#### Quoted text

# Marital Oppression- What to Do



## romancingstones (Mar 1, 2009)

We've been married about 3 years.
For at least the last year we have had arguments every month.

During our first year I burnt toast and he threw it in the garbage and told me I didn't love him or I wouldn't have burnt the toast. He requires his shirts to be folded a certain way, his food to be placed on the plate a certain way, his meat to be cooked a certain way or feels that I don't love him and don't put thought into him. He complains about sex and when that is going okay he complains about everything else.

I find it miserable doing anything because of the fear of the complaint I'll get. It makes me nervous and takes the joy from anything. I'm under constant evaluation. When I tell him this, he says it is just my way to excuse not doing anything and that if I loved him I would do it the way he wants. I tell him he should not be anal about everything and appreciate that I'm doing things.

Its getting harder for me to do simple things.
When times are good they are great, but that happens about 2 weeks out of the month and the other days I wonder if I should hurry and go.
Today I was excited about getting out and going to a ladies event. I told him I was going and he got upset and told me I didn't think about what he was going to eat for breakfast and my event was serving breakfast so I didn't have to think about him. He was upset and since there was food I don't know why he needed me to mention breakfast to him. I feel like he was looking for anything to be upset about. He said he just wanted me to mention breakfast even if I wasn't going to make it.

I got so discouraged by the accusation that I stayed home. He then informed me that he had plans for us later in the day. He didn't ask me if I wanted to go. I didn't go and he told me I don't support the things he does.

I feel like I'm going crazy. I know that he shares fault but he manages to make me feel like its all me and that I am a terrible wife, who doesn't do things right and never thinks of him.

I don't even know the question I have. How did I turn into this person I can't recognize. I stay home, I feel like I've quit living, I have no one. 

I think about leaving once a month and think I should go to reclaim myself. I can't change how he views thought and I feel if I change me I'll be a zombie.

########

Instruction => Please put this sentence from the forum post above into Spanish: "For at least the last year we have had arguments every month."

#### Extracted material

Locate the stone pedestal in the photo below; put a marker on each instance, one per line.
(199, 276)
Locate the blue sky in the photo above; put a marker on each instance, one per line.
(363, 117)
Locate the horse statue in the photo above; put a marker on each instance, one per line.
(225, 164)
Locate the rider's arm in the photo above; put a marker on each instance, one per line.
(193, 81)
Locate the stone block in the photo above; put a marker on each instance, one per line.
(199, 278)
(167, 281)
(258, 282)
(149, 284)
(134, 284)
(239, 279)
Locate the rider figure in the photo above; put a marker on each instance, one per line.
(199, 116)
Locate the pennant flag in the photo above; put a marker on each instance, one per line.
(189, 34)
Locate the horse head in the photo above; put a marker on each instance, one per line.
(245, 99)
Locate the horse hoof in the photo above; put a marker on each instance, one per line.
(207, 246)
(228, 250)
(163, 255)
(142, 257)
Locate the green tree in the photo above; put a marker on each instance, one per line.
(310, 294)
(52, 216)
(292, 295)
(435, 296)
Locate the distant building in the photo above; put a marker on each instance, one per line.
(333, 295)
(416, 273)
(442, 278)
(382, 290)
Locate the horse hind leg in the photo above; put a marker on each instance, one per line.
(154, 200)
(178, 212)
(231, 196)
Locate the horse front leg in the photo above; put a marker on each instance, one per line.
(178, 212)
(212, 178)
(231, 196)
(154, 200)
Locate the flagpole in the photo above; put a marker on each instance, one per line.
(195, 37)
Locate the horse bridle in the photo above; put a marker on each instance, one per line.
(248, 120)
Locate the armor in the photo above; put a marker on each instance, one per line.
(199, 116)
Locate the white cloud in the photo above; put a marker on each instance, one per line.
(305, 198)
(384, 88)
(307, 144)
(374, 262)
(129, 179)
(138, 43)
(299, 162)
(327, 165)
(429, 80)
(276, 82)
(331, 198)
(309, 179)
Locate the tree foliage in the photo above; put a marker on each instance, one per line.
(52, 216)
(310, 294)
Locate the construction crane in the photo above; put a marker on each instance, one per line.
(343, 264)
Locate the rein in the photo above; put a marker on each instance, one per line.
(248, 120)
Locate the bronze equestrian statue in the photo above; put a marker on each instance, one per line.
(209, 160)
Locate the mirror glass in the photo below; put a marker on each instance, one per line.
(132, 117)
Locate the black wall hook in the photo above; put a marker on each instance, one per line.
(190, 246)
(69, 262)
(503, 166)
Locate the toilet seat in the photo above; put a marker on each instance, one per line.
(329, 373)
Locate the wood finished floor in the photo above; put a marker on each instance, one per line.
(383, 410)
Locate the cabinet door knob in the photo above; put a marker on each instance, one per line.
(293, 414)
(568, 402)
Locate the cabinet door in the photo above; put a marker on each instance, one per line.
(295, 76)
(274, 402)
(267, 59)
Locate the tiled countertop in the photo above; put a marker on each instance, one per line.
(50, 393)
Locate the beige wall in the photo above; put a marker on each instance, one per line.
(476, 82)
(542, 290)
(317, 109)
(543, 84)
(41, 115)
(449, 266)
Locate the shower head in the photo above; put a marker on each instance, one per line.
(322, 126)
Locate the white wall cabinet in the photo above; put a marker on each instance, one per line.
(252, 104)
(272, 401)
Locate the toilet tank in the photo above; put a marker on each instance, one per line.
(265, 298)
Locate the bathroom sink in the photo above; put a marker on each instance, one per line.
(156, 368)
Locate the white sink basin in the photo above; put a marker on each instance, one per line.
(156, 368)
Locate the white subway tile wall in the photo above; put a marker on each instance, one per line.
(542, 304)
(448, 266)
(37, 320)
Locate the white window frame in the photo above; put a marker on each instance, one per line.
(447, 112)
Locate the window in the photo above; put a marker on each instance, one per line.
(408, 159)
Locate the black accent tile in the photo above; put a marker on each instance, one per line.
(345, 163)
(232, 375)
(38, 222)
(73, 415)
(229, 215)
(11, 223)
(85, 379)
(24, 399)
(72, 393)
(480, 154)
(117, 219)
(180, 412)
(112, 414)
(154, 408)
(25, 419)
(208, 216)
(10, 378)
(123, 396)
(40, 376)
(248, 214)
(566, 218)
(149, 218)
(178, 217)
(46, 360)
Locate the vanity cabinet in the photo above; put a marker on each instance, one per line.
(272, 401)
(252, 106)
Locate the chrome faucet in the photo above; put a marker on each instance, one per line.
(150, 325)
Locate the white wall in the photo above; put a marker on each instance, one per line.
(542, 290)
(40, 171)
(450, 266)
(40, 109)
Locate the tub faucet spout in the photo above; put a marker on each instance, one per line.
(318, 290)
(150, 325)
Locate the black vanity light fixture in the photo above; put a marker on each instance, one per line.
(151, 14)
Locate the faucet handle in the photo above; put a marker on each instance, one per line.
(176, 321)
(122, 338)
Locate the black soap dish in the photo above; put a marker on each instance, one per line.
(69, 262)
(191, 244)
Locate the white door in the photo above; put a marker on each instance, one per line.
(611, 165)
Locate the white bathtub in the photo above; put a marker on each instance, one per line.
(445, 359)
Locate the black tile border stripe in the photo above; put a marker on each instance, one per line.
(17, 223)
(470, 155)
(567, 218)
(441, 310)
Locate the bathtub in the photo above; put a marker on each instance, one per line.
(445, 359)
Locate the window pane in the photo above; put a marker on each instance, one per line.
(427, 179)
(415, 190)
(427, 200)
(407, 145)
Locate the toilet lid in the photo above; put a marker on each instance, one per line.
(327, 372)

########
#### Extracted material

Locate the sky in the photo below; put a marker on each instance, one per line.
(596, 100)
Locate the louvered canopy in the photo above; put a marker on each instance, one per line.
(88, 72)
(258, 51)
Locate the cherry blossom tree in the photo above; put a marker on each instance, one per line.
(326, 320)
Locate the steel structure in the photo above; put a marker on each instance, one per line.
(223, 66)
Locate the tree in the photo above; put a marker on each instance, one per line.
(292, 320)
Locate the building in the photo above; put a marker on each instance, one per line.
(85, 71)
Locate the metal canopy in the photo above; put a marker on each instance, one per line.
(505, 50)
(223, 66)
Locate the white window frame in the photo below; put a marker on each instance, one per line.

########
#### Extracted material

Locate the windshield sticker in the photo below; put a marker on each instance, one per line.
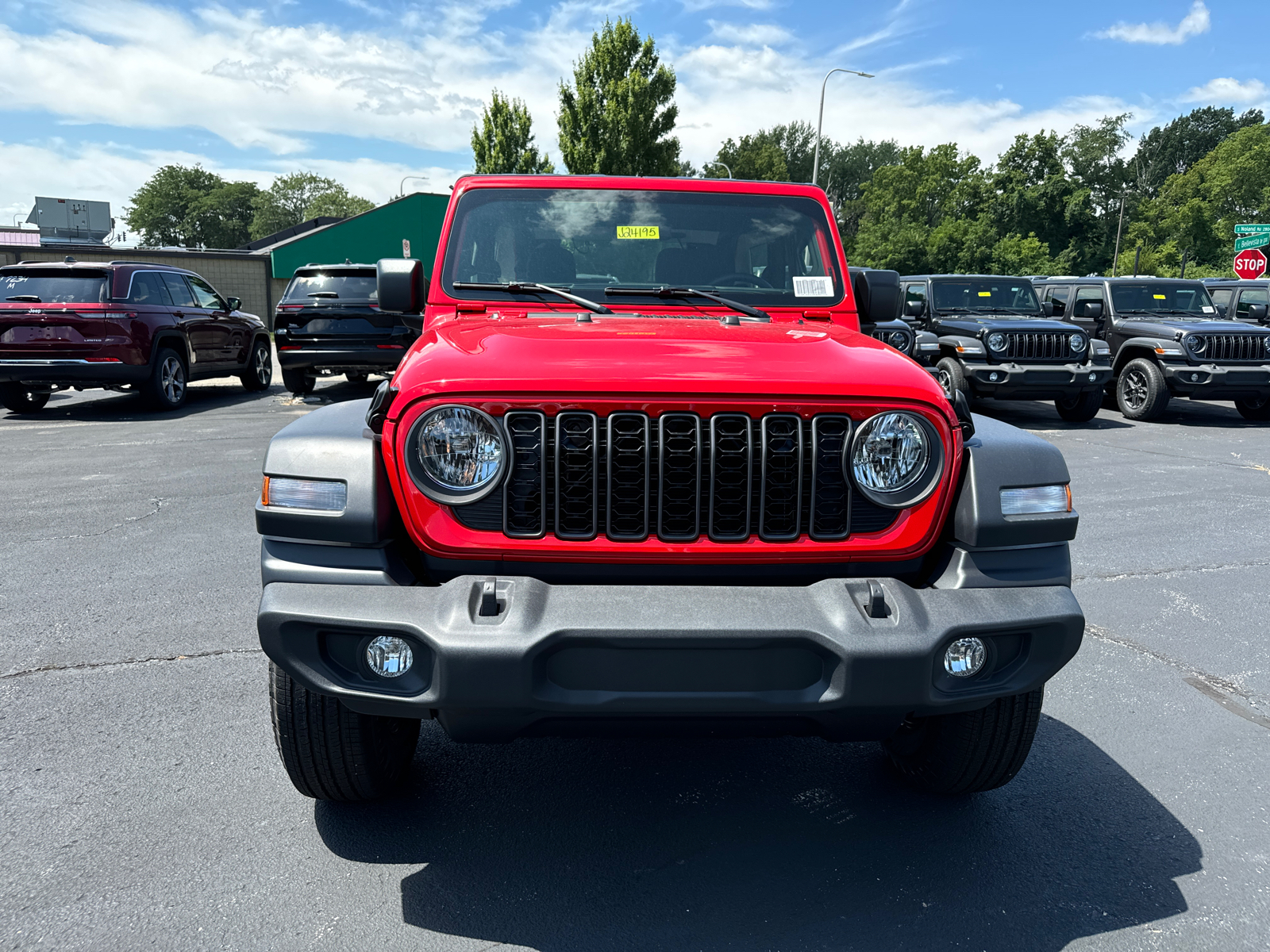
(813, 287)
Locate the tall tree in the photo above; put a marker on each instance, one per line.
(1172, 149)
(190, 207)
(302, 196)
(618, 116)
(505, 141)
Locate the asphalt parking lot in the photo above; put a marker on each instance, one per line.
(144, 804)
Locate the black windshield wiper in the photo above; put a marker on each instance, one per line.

########

Task response => Durante al menos el último año hemos tenido discusiones todos los meses.